* [Selected text]
____
Saturday, June 30, 2012

Yitzhak Shamir

Former Israeli prime minister Yitzhak Shamir is dead at age 96, after a long battle with Alzheimer's disease.  Israeli statements on his passing seem focused mainly on the fact he was of the state's founding generation, and indeed now Shimon Peres is left as the last mentally living former prime minister involved in those events.  As Israel's founders are achieving something of the collective iconization as those of the United States regardless of their differences, that may be how he is remembered by future generations of Israelis.

Of that generation, though, I can't help but think that Shamir harmed Israel more than helped it through his inflexibility and belief in the utility of violence.  This is to say nothing of the effects his policies had on the Palestinians under his rule.  During the 1940's, Shamir was a member of the Stern Gang terrorist group, which sought to achieve a Jewish state through a campaign of assassination of British officials in the region. 

In the late 1970's he publicly opposed his own party's peace agreement with Egypt, though after it became a done deal Prime Minister Menachem Begin placed him in charge of implementing it in what I think was a unity gesture.  In his longest stint as prime minister, from 1986 until 1992, he responded to the frequently nonviolent and almost always (but admittedly not 100% always) unarmed First Intifada with a violent military crackdown.  Under international pressure, he switched from firearms to clubs saying expressly that he wanted Palestinians' bones broken.  The First Intifada is considered a turning point in global perception of the conflict, the first time people in the United States in particular saw Israelis as oppressors of an occupied population rather than a small nation under siege from foreign Arab aggression.

With the fall of the Soviet Union, Soviet Jews begin immigrating in large numbers, and Shamir arranged for tons of them to settle in the West Bank.  These policies kicked off the 1990's as a decade that would see significant expansion of the settlement project that remains the major obstacle to peace.  At the same time, Iraq invaded Kuwait, leading to the first Persian Gulf War.  Shamir is often credited with keeping Israel out of that war despite Iraq's missile attacks on the country, but that may be because the first Bush administration refused to give Israel the codes necessary for American pilots to know they weren't enemies.
____
* [Entries supplied]

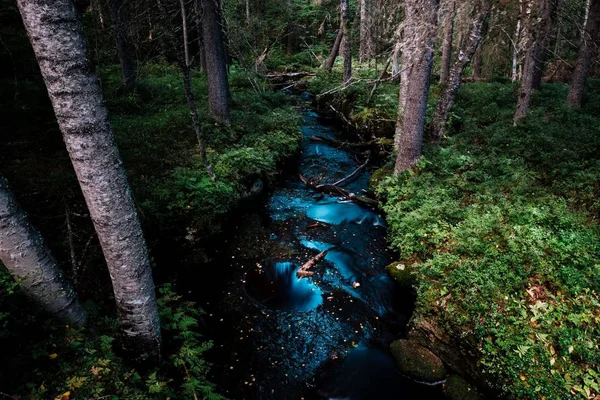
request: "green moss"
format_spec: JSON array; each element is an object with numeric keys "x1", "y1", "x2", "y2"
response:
[
  {"x1": 444, "y1": 375, "x2": 483, "y2": 400},
  {"x1": 390, "y1": 339, "x2": 447, "y2": 382},
  {"x1": 385, "y1": 261, "x2": 415, "y2": 287}
]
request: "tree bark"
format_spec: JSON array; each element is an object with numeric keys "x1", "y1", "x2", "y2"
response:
[
  {"x1": 200, "y1": 0, "x2": 231, "y2": 125},
  {"x1": 513, "y1": 0, "x2": 557, "y2": 123},
  {"x1": 359, "y1": 0, "x2": 374, "y2": 63},
  {"x1": 567, "y1": 0, "x2": 600, "y2": 108},
  {"x1": 431, "y1": 0, "x2": 491, "y2": 140},
  {"x1": 440, "y1": 0, "x2": 456, "y2": 87},
  {"x1": 323, "y1": 27, "x2": 344, "y2": 72},
  {"x1": 179, "y1": 0, "x2": 190, "y2": 67},
  {"x1": 394, "y1": 0, "x2": 439, "y2": 174},
  {"x1": 532, "y1": 0, "x2": 558, "y2": 90},
  {"x1": 340, "y1": 0, "x2": 352, "y2": 84},
  {"x1": 108, "y1": 0, "x2": 136, "y2": 90},
  {"x1": 513, "y1": 0, "x2": 546, "y2": 123},
  {"x1": 17, "y1": 0, "x2": 161, "y2": 360},
  {"x1": 0, "y1": 175, "x2": 87, "y2": 324}
]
____
* [Required action 1] According to the post on Yitzhak Shamir, what years did his longest stint as prime minister cover?
* [Required action 2] Say whether each statement agrees with the post on Yitzhak Shamir, answering yes or no and quoting the words of the post that decide it. (a) Shamir backed his party's peace agreement with Egypt from the start. (b) In the 1940s Shamir belonged to the Stern Gang. (c) Menachem Begin put Shamir in charge of implementing the agreement with Egypt.

* [Your response 1] From 1986 until 1992.

* [Your response 2]
(a) No: "In the late 1970's he publicly opposed his own party's peace agreement with Egypt"
(b) Yes: "During the 1940's, Shamir was a member of the Stern Gang terrorist group"
(c) Yes: "Prime Minister Menachem Begin placed him in charge of implementing it"